> [Records provided]:
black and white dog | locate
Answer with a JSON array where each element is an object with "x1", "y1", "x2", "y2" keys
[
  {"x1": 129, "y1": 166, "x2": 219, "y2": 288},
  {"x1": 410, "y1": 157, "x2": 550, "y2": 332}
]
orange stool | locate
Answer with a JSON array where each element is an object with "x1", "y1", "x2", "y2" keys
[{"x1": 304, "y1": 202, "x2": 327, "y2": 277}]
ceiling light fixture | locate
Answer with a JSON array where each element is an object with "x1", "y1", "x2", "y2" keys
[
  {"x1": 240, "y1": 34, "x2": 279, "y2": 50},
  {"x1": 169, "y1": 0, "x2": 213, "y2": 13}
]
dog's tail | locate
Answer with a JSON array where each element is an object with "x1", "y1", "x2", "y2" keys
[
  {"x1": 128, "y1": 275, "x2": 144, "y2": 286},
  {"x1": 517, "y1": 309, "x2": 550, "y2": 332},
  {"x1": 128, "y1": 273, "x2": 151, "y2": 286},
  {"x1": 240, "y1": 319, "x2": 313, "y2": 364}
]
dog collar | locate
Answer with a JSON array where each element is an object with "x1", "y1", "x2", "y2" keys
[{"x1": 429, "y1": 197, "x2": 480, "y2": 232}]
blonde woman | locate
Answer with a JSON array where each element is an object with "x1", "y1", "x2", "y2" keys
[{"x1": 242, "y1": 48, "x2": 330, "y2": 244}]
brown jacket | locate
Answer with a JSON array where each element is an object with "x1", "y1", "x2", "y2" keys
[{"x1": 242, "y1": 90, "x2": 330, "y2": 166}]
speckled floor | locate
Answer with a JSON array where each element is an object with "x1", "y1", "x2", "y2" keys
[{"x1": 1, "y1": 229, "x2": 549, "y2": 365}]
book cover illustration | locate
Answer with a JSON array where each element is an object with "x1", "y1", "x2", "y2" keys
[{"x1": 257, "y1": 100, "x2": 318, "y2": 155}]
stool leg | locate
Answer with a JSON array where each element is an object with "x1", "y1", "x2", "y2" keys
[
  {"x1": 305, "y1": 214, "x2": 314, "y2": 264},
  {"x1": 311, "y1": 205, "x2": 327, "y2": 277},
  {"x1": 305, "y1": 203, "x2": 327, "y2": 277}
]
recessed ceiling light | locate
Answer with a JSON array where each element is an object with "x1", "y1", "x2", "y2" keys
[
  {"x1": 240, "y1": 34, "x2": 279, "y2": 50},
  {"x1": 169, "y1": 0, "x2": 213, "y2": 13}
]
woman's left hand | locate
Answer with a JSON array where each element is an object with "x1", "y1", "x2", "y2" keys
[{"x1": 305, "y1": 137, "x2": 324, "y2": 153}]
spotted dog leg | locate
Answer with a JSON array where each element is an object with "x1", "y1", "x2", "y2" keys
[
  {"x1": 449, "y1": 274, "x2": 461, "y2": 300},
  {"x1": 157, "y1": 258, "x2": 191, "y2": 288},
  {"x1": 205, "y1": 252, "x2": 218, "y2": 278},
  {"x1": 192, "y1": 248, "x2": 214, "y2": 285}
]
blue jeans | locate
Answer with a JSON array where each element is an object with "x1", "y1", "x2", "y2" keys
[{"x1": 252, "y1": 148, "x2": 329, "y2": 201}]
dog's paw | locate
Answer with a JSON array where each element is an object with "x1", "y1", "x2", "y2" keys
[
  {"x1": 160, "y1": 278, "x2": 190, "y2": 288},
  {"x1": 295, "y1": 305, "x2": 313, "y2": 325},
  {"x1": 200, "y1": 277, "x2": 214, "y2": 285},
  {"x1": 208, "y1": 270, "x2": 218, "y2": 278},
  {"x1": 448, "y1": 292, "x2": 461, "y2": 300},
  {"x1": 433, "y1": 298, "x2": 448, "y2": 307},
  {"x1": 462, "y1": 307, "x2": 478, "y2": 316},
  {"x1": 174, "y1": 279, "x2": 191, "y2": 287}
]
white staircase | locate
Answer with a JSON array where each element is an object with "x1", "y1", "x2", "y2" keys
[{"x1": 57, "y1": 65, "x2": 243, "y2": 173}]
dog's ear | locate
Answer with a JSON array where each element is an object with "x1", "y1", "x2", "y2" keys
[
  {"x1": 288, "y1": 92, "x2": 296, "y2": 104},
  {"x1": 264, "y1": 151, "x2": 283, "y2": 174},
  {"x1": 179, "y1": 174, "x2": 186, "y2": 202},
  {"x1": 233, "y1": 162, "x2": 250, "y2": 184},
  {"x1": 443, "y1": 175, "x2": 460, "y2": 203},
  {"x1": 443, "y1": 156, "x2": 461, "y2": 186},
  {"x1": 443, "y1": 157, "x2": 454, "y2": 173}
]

> [Your task]:
Everything from the first line of the listing above through the line holding "blonde woman | locate" must be retyped exactly; nothing else belongs in the reply.

> [Task result]:
black and white dog | locate
Answer with a JSON array where each element is an object with "x1", "y1", "x2", "y2" keys
[
  {"x1": 129, "y1": 166, "x2": 219, "y2": 288},
  {"x1": 410, "y1": 157, "x2": 550, "y2": 332}
]
orange stool | locate
Answer with a JSON array where each element is an object with "x1", "y1", "x2", "y2" keys
[{"x1": 304, "y1": 202, "x2": 327, "y2": 277}]
ceiling light fixture | locate
Answer with a JSON array where each element is an object with "x1", "y1", "x2", "y2" keys
[
  {"x1": 240, "y1": 34, "x2": 279, "y2": 50},
  {"x1": 169, "y1": 0, "x2": 213, "y2": 13}
]
dog's tail | locate
Answer with a JSON array where each element is an object with "x1", "y1", "x2", "y2" keys
[
  {"x1": 128, "y1": 275, "x2": 144, "y2": 286},
  {"x1": 517, "y1": 309, "x2": 550, "y2": 332},
  {"x1": 128, "y1": 273, "x2": 151, "y2": 286},
  {"x1": 240, "y1": 319, "x2": 313, "y2": 364}
]
dog collar | locate
Answer with a JSON array where each element is an object with "x1", "y1", "x2", "y2" keys
[{"x1": 429, "y1": 197, "x2": 480, "y2": 232}]
blonde woman | locate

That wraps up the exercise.